(Problem) The answer is an exact repetition of every entry, with all images left out.

(Referring expression data)
********

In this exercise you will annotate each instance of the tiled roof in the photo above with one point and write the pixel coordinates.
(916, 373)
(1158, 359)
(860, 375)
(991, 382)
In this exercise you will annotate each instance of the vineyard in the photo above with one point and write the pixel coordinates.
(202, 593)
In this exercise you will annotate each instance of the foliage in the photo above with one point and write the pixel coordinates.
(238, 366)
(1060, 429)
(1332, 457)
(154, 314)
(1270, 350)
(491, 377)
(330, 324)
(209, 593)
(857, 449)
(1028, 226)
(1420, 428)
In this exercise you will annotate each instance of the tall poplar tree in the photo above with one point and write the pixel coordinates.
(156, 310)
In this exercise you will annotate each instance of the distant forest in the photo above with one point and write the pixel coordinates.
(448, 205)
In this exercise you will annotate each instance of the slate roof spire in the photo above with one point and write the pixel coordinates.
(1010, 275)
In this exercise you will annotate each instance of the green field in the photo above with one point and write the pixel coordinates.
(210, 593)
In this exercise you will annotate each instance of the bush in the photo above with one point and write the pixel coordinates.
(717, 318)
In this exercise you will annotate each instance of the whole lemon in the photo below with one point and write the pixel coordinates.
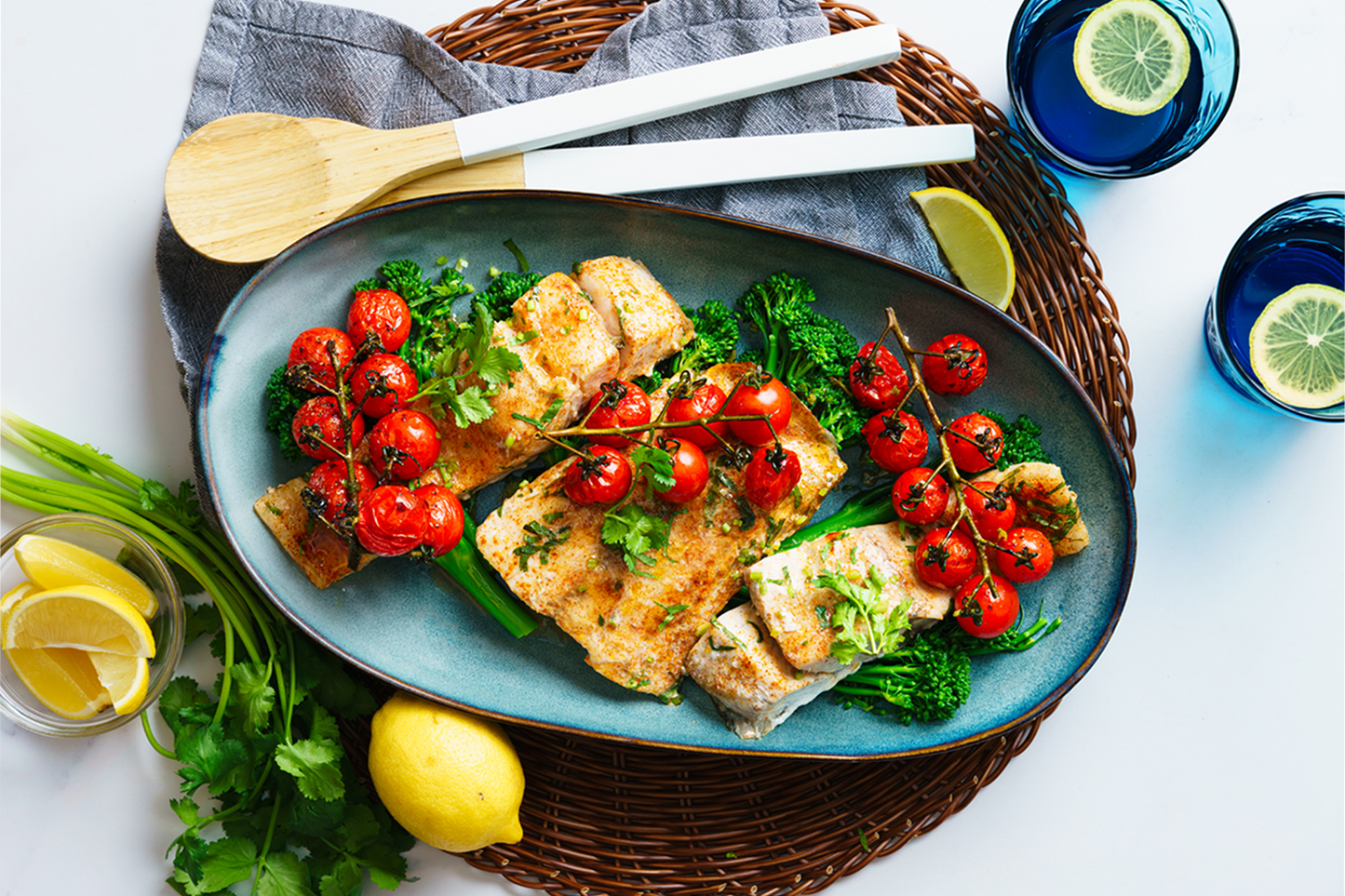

********

(Reply to the exercise)
In this exercise you will annotate each instance of the tiled roof in the photo above with one point and write the pixel coordinates.
(916, 373)
(1158, 359)
(860, 375)
(991, 382)
In this exercise you will annotate each instance of the vineyard in the photo above with one point and write the pixel coordinates.
(202, 593)
In this exercise you will annotate each instance of the foliage in the photo above with one point and write the pixel coordinates.
(238, 366)
(1060, 429)
(1332, 457)
(154, 314)
(1270, 350)
(491, 377)
(330, 324)
(209, 593)
(857, 449)
(1028, 226)
(1420, 428)
In this exercise you will annotate each instance of the tall poplar tree in the photo above with one point and write the pixel coordinates.
(156, 310)
In this exercise you will annotate each instance of the distant forest in the photo above with one point and write the pixel coordinates.
(448, 205)
In this exercise you will annotate each instance of the slate roof spire in the photo above with one point and write the pixel coordinates.
(1010, 275)
In this exercise you will annotate each instance of the green field in the photo above with one point and write the pixel coordinates.
(210, 593)
In this exercise you will annotate each instance of the bush in the photo above with one point and write the pixel coordinates.
(717, 318)
In this exercise you will annotate each instance of the whole lemon in the photo below with one point and write the pixel coordinates.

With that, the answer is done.